Exercise inputs:

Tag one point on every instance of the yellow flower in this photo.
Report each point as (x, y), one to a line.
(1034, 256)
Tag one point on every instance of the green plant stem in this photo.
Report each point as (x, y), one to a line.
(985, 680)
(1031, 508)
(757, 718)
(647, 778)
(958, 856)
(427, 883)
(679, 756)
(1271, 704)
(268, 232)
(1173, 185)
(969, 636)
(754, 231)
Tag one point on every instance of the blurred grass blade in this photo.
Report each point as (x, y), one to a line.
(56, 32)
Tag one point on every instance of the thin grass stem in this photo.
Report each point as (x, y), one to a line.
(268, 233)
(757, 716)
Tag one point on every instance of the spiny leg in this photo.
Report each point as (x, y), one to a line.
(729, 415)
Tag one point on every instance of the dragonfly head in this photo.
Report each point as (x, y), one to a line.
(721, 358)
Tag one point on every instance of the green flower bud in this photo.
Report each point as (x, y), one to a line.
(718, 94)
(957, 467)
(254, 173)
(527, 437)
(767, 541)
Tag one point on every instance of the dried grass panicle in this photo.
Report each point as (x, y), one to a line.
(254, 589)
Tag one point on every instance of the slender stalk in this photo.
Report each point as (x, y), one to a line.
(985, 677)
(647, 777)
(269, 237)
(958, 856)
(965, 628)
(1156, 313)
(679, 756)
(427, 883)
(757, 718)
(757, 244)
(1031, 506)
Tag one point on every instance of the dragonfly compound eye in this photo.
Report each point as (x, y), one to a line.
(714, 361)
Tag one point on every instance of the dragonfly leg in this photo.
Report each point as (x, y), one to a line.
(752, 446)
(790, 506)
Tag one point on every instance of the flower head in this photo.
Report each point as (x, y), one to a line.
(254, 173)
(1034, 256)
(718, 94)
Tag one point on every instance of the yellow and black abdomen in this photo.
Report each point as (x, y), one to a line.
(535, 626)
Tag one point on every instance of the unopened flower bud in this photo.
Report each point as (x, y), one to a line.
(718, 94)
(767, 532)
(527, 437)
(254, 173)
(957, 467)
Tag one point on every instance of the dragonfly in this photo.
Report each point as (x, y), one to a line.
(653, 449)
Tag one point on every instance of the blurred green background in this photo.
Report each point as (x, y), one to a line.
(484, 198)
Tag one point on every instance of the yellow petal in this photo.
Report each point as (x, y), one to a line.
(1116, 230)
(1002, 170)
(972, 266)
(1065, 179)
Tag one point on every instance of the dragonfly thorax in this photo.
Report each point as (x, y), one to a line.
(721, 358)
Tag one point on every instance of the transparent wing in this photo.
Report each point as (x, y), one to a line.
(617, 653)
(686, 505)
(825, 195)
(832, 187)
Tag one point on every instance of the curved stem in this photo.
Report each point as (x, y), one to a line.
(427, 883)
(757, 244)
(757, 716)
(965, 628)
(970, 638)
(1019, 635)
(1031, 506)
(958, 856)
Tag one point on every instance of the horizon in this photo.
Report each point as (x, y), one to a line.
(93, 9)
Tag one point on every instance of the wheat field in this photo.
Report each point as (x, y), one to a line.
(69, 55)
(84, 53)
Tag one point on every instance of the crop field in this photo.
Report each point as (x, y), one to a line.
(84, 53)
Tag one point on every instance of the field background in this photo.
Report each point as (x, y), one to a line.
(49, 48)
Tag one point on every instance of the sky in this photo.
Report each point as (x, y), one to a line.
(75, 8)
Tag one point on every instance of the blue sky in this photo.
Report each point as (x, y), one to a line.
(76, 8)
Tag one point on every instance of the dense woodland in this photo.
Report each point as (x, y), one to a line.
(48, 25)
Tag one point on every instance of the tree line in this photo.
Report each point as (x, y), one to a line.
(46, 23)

Exercise objective:
Each record above should be repeated exactly as it appears.

Final result:
Tag one point on every instance of the yellow flower in this photo.
Report each point as (x, y), one to a line.
(1034, 256)
Tag one point on every instance of the green plant stem in this photo.
Report each point as (x, y), one to a line.
(985, 680)
(1031, 508)
(757, 718)
(647, 778)
(958, 856)
(427, 883)
(679, 756)
(1271, 704)
(268, 232)
(1173, 185)
(969, 636)
(754, 231)
Tag one point on every instance of the blurred grass blade in this photo.
Report each point as (x, y), one to a line.
(56, 32)
Tag one point on every instance of the thin grass stem in this photo.
Report each point as (x, y), one to a line.
(268, 233)
(757, 716)
Tag one point on every instance of the spiny leg in this photo.
Report each point as (x, y), one to a line.
(729, 415)
Tag one point on every instance of the dragonfly head in this photo.
Report each point as (x, y), one to a line.
(721, 358)
Tag one point on every instance of the green flower bud in this photo.
Report each point as (x, y), one to a line.
(718, 94)
(957, 467)
(254, 173)
(527, 437)
(767, 541)
Tag one point on every instance of the dried grass panicle in this photo.
Report each point as (x, y), one to a line.
(254, 589)
Tag one point on every instance of the slender stalk in this photo.
Report each point as (x, y), one to a line.
(985, 677)
(647, 777)
(269, 237)
(958, 856)
(965, 628)
(1156, 313)
(679, 756)
(427, 883)
(757, 718)
(757, 244)
(1031, 506)
Tag one point on every instance of the dragonfly compound eye in this photo.
Report each point as (x, y), one to a line.
(714, 361)
Tag one point on every instance of the dragonfly leg in this photo.
Report each point as (x, y), one to a line.
(752, 446)
(790, 506)
Tag one point on every instance of the flower head in this photo.
Report each point as (x, y), one to a line.
(254, 173)
(1034, 256)
(718, 94)
Tag one point on every instance of the yellow and black abdomen in this photo.
Report each point as (x, y), one to a line.
(535, 626)
Tag one point on every instance of the unopened flower bud in this photo.
Report each point as (x, y), one to a line.
(718, 94)
(767, 532)
(527, 437)
(254, 173)
(957, 467)
Tag one point on every instance of the dragonfly in this photo.
Report each point as (x, y), one to a line.
(653, 449)
Tag one point on every instance of the blurred green background in this photo.
Report each point as (x, y), one to a line.
(484, 198)
Tag one point on every instance of the yellow petal in this photo.
Report each point as (x, y), one to a line.
(1116, 230)
(1002, 170)
(972, 266)
(1065, 179)
Tag one point on every instance of the dragonfly thorax in this photo.
Report each point as (x, y), one to a line.
(721, 358)
Tag one point on every instance of the transparent wing in this photo.
Report each point as (x, y), one to a line.
(617, 653)
(686, 505)
(825, 195)
(832, 187)
Tag one point on every instance of the curved stem in this photo.
Report each point as (x, y), one to a line.
(427, 883)
(757, 244)
(757, 716)
(965, 628)
(970, 638)
(1019, 635)
(1031, 506)
(958, 856)
Tag one point on every instance of the horizon in this photo.
Report each point as (x, y), one to a line.
(93, 9)
Tag one point on every instance of the wheat field in this photo.
Report each point as (x, y), one to a line.
(69, 55)
(84, 53)
Tag one point on every instance of the crop field in this photo.
Report each point as (x, y), one to a line.
(84, 53)
Tag one point on every instance of the field background in this photo.
Report each point as (x, y), one to a line.
(49, 48)
Tag one point on every instance of the sky in this photo.
Report each point as (x, y), one to a line.
(75, 8)
Tag one point on every instance of the blue sky in this photo.
Report each point as (x, y), one to a line.
(76, 8)
Tag one point on every instance of the dense woodland in this photo.
Report each point as (x, y), one to a line.
(48, 25)
Tag one point on every instance of the tree line in this photo.
Report each point as (x, y), one to a line.
(46, 23)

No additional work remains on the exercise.